• _Your assignment_: Only the lines that contain the string "petal" belong in the answer; pull them from the records.
Supplied material Block Start
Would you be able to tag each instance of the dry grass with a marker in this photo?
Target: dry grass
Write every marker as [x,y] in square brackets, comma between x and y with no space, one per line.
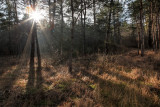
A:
[126,80]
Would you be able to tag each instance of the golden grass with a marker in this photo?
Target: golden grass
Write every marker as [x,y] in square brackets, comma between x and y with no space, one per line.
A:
[124,80]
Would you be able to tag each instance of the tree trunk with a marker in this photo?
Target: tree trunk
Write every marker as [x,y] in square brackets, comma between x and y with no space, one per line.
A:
[84,29]
[141,24]
[94,13]
[150,26]
[108,29]
[72,35]
[62,21]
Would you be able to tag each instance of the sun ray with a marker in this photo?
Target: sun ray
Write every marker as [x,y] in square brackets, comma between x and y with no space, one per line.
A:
[25,54]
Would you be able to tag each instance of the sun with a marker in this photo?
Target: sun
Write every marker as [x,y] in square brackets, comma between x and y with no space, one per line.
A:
[36,15]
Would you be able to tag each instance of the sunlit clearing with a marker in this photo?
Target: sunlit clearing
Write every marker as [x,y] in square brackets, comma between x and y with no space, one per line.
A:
[36,15]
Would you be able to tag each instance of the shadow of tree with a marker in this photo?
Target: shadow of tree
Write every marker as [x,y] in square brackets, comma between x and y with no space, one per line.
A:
[113,93]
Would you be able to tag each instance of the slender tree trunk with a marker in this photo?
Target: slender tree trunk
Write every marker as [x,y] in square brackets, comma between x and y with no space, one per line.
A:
[108,29]
[72,35]
[141,24]
[54,13]
[49,4]
[150,26]
[84,30]
[94,12]
[62,21]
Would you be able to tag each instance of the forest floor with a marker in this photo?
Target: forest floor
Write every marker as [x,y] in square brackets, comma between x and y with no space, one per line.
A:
[125,80]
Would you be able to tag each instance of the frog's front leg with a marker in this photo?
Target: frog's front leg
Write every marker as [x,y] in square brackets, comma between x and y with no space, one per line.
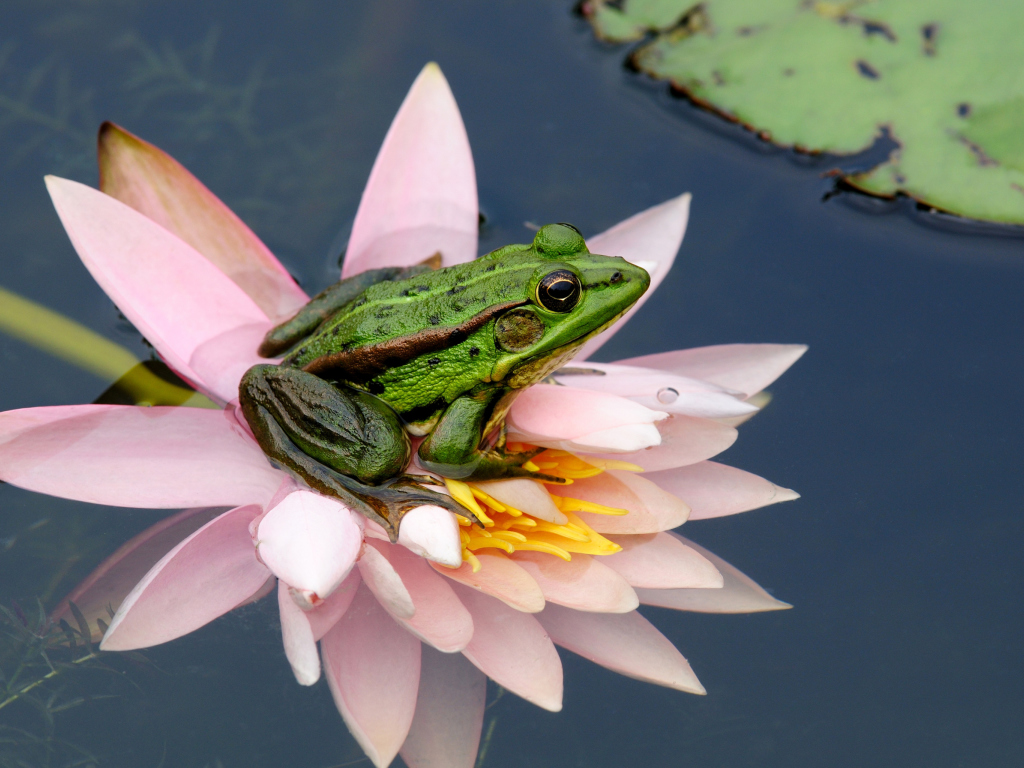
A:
[341,441]
[454,446]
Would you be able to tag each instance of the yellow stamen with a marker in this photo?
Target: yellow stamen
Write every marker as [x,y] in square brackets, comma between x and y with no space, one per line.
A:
[475,544]
[510,529]
[511,537]
[545,547]
[462,494]
[567,504]
[615,464]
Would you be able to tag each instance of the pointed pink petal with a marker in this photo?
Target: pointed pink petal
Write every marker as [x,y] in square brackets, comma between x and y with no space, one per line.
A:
[584,583]
[548,412]
[220,361]
[310,542]
[445,731]
[385,583]
[421,197]
[626,643]
[373,669]
[662,561]
[440,619]
[685,439]
[107,587]
[329,612]
[650,239]
[650,508]
[658,390]
[165,288]
[500,578]
[134,457]
[157,185]
[715,489]
[744,368]
[297,635]
[738,595]
[205,576]
[524,495]
[513,649]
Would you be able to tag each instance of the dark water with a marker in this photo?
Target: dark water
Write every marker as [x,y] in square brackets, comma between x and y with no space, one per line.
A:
[901,427]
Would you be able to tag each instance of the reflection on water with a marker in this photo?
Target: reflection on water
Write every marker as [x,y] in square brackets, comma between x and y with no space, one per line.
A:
[899,428]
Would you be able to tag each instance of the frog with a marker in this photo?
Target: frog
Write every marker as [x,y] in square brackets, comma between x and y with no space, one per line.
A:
[429,354]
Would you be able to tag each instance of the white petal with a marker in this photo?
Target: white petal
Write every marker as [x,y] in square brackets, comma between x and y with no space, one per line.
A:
[526,496]
[432,532]
[300,647]
[310,542]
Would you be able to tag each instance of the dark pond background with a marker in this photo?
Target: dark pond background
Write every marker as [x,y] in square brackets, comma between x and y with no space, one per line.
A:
[901,427]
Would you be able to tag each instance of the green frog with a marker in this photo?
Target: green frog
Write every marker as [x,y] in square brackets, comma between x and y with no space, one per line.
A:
[432,353]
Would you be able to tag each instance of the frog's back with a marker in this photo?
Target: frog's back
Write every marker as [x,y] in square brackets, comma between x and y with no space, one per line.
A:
[421,342]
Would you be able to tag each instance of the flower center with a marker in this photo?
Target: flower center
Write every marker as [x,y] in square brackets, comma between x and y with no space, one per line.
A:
[509,529]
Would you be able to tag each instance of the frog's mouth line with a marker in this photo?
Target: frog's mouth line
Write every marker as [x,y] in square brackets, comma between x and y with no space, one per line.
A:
[538,369]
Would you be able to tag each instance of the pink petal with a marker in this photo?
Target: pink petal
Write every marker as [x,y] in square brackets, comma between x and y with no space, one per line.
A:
[310,542]
[385,583]
[526,496]
[658,390]
[662,561]
[207,574]
[585,583]
[513,649]
[744,368]
[421,197]
[329,612]
[220,361]
[738,595]
[714,489]
[500,578]
[297,635]
[650,508]
[440,619]
[550,412]
[626,643]
[685,439]
[373,669]
[167,290]
[445,731]
[650,239]
[134,457]
[107,587]
[157,185]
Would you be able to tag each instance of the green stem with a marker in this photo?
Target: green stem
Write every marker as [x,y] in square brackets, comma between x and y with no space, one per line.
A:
[48,676]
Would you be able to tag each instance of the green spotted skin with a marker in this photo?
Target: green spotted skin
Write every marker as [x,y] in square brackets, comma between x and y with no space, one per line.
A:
[437,353]
[420,343]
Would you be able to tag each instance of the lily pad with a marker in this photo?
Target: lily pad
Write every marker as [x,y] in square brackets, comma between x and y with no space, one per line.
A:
[941,78]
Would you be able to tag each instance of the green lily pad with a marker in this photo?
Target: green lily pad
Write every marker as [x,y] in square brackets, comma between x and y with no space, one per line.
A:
[943,78]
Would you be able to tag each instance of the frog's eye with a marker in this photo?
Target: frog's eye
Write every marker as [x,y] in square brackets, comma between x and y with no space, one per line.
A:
[559,291]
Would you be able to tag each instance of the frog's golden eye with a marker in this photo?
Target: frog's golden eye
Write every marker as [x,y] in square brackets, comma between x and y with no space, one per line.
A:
[559,291]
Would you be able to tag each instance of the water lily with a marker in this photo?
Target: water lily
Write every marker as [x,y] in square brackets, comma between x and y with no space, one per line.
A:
[413,627]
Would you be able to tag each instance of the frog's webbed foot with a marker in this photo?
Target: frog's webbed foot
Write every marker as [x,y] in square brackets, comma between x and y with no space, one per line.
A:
[489,465]
[500,463]
[385,504]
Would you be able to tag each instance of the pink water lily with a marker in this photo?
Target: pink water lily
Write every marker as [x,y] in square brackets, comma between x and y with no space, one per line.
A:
[412,628]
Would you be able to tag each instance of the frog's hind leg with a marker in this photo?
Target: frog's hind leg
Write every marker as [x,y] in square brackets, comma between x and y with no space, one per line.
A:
[285,408]
[282,338]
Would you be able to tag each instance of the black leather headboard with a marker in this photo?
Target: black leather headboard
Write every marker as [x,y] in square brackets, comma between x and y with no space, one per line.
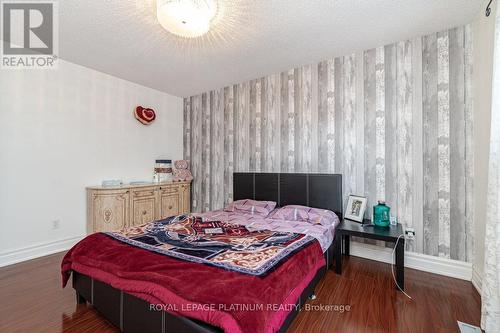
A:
[307,189]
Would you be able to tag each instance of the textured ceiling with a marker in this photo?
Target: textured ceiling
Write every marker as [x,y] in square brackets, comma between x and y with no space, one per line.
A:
[253,37]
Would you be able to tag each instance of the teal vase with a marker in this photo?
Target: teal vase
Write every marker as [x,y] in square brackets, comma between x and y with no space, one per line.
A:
[381,214]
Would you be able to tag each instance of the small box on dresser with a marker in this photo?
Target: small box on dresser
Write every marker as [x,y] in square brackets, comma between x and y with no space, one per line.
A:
[114,208]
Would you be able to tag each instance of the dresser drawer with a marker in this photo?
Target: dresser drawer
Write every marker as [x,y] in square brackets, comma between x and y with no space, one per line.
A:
Supplied material Block End
• _Exercise response_:
Would you be able to tag each instance of the pointed pink petal with a marker in this photo?
Target: pointed pink petal
Would you be able to tag each instance of the white petal with a marker in this photo?
Target: white petal
Would you be able to tag each instance of the pink petal with a marker in this photo?
Target: pink petal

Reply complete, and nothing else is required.